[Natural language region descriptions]
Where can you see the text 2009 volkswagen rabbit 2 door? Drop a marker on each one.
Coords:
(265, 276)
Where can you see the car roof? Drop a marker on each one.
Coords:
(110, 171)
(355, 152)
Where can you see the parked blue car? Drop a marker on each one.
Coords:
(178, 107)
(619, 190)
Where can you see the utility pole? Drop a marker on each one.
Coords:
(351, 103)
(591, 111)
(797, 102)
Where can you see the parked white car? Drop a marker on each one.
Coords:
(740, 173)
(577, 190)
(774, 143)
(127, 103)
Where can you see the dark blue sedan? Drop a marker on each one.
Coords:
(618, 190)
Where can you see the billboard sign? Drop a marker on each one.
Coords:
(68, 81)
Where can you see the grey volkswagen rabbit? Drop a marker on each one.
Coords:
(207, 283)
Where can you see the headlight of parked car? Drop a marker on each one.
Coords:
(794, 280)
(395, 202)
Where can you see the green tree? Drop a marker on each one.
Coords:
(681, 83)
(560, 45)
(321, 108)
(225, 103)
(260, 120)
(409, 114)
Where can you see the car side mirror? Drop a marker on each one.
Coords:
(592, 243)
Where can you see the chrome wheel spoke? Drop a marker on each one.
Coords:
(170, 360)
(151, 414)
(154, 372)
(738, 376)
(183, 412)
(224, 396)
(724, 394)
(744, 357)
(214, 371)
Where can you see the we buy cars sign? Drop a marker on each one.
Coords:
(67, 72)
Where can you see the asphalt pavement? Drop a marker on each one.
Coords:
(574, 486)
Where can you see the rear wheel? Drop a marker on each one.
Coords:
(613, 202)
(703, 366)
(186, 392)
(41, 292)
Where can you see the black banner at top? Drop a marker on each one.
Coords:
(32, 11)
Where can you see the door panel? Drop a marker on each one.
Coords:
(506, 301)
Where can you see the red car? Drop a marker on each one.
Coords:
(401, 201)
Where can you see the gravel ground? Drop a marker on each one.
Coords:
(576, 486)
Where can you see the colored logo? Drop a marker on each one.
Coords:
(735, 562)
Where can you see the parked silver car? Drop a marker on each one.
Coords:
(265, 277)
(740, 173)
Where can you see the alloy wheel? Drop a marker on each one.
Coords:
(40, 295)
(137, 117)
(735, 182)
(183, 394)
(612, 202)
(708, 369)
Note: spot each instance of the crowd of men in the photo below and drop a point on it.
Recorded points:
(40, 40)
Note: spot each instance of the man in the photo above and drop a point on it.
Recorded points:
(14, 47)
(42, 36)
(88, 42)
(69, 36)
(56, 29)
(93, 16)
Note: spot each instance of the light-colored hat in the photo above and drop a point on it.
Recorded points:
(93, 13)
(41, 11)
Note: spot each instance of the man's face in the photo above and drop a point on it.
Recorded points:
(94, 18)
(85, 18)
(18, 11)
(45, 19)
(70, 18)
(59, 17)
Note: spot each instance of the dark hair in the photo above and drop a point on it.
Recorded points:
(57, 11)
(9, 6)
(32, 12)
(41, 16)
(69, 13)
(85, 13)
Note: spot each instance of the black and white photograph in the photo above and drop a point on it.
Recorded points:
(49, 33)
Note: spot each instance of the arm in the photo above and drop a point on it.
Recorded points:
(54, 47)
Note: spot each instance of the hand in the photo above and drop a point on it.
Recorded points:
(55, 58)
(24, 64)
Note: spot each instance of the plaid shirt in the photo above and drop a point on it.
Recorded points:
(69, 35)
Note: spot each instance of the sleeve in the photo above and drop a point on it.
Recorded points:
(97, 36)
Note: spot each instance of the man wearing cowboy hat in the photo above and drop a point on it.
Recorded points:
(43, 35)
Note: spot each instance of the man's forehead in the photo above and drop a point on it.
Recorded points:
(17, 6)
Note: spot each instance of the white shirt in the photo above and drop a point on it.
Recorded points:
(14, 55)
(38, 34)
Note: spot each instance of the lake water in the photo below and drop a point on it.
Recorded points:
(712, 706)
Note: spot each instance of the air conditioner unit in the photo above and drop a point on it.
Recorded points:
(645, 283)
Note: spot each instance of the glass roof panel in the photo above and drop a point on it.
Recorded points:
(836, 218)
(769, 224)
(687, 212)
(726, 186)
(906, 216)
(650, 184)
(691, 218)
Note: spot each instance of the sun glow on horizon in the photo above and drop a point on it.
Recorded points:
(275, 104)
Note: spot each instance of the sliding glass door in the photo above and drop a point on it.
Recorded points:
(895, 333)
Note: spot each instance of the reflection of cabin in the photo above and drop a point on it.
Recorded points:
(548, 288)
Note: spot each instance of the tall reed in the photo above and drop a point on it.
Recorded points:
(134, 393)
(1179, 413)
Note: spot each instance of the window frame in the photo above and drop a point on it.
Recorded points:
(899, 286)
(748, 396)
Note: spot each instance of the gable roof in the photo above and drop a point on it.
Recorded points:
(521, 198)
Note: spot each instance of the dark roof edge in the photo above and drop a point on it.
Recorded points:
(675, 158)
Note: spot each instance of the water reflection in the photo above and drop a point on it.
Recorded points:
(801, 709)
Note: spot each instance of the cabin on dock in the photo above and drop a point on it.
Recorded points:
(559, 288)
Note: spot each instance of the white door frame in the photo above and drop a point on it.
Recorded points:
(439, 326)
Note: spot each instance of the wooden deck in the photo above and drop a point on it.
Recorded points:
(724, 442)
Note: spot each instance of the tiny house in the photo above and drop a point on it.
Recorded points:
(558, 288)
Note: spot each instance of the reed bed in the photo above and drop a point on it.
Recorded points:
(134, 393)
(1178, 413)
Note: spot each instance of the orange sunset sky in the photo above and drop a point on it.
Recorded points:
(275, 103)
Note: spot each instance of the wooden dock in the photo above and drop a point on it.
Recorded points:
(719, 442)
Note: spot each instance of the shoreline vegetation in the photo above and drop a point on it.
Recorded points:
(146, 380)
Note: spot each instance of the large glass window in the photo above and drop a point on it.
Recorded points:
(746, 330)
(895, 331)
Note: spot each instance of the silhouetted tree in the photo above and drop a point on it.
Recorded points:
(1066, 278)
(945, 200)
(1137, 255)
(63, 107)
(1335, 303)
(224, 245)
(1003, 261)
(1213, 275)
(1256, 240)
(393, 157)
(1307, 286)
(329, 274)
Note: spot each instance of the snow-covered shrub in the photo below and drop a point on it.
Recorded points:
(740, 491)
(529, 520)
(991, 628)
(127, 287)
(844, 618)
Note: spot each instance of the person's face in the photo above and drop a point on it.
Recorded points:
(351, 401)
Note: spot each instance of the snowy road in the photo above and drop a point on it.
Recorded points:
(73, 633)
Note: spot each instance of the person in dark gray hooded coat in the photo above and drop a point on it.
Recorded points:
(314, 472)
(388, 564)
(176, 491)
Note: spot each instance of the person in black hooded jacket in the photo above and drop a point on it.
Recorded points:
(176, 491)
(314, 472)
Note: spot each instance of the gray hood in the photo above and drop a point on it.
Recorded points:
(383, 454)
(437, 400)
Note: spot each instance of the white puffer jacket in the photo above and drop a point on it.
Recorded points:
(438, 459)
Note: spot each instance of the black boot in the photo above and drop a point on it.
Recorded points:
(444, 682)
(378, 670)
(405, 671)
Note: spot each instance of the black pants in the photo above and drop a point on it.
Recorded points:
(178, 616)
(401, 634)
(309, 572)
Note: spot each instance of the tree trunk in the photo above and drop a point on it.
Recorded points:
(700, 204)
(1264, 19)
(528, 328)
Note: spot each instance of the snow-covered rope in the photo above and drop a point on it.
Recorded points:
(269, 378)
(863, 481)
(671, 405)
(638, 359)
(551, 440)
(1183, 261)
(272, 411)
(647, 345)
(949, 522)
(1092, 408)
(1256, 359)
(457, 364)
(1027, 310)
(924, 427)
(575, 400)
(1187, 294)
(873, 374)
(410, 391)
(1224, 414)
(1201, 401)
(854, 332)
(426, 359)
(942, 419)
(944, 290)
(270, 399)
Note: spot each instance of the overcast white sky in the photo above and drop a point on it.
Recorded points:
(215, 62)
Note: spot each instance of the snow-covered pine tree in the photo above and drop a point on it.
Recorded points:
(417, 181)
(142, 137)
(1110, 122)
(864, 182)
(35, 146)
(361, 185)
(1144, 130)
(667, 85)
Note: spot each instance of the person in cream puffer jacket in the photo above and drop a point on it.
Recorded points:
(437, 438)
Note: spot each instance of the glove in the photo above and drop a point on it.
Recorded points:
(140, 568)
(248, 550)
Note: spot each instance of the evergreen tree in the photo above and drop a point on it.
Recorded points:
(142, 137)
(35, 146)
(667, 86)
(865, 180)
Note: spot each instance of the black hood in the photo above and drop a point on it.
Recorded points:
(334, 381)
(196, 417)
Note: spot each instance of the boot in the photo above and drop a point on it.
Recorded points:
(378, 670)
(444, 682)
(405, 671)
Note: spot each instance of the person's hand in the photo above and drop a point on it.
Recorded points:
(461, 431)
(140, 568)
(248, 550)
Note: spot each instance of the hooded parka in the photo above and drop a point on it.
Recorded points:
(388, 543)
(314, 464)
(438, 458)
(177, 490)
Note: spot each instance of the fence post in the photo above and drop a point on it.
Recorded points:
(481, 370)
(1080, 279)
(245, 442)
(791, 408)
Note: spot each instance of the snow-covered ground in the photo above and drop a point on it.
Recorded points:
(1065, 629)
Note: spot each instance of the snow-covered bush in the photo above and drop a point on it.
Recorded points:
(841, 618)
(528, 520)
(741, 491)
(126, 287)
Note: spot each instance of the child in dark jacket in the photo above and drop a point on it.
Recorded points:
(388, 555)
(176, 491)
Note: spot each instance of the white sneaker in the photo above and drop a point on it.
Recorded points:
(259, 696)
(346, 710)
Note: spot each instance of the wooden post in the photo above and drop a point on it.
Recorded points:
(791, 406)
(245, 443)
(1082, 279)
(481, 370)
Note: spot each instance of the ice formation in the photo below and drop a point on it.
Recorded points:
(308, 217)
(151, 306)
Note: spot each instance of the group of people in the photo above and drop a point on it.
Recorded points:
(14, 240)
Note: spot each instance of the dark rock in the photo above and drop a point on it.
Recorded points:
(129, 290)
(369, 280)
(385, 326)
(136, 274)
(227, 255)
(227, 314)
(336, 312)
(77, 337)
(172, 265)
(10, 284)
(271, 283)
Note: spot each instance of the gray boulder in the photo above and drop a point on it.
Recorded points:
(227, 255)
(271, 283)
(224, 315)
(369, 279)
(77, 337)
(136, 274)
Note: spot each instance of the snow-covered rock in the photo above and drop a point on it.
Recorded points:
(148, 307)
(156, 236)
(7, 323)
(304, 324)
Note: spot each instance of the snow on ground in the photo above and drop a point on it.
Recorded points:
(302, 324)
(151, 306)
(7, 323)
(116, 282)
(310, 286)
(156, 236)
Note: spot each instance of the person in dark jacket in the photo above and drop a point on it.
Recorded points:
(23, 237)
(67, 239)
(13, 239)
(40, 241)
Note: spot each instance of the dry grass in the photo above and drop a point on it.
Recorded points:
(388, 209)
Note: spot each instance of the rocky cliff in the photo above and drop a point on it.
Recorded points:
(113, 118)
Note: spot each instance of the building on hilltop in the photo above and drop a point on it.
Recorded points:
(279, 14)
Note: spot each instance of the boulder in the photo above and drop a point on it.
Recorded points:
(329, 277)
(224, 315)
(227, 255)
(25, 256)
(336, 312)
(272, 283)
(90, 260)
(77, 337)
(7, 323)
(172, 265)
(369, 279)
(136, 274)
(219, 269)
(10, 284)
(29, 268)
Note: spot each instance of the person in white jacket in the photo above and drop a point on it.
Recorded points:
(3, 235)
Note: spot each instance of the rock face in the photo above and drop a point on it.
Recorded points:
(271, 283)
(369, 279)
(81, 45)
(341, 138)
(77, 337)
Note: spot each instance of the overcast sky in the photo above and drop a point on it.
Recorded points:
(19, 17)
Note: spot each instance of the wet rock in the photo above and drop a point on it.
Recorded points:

## Task directions
Look above for the line holding "Note: spot each instance of the person in black" and the line holding "Note: spot each instance of the evergreen". Retype both, and every line between them, word for word and nothing else.

## Answer to this exercise
Note: spot each instance of the person in black hooded jacket in the photo above and drop a point on it.
Recorded points:
(176, 491)
(314, 472)
Note: spot each instance of the gray hood in the photo above and drop a point on it.
Recorded points:
(383, 454)
(437, 400)
Note: spot each instance of the white puffer jacket in the photo above and drop a point on it.
Recorded points:
(438, 459)
Note: spot each instance of the black boot in the photo above and drop a point on it.
Recorded points:
(444, 682)
(378, 670)
(405, 671)
Note: spot each instance of the black pants in the photo above and drop a point on it.
Recorded points:
(178, 616)
(401, 634)
(309, 572)
Note: spot each instance of the tree trunk in the photo above and drop a point on it.
Recorded points:
(700, 204)
(1264, 19)
(528, 328)
Note: spot each instance of the snow-covered rope in the photo above and drop a point on it.
Recorded points:
(269, 378)
(863, 481)
(671, 405)
(638, 359)
(551, 440)
(1183, 261)
(272, 411)
(647, 345)
(949, 522)
(1092, 408)
(1256, 359)
(457, 364)
(1027, 310)
(924, 427)
(575, 400)
(1187, 294)
(873, 374)
(410, 391)
(1224, 414)
(1201, 401)
(854, 332)
(426, 359)
(942, 419)
(944, 290)
(270, 399)
Note: spot each instance of the overcast white sky in the photo above and drop a point on it.
Recorded points:
(215, 62)
Note: spot each instance of the snow-covered pine tree in the photo above and drop a point on it.
Recorded points:
(417, 181)
(142, 137)
(1110, 122)
(864, 182)
(35, 146)
(361, 185)
(1144, 130)
(667, 85)
Note: spot each instance of the person in cream puffer jacket in the photo above and drop a point on it.
Recorded points:
(437, 438)
Note: spot each instance of the glove in the photo above and drop a point on it.
Recorded points:
(140, 568)
(248, 550)
Note: spot each instance of the evergreen tree in the photo above and drop a point on it.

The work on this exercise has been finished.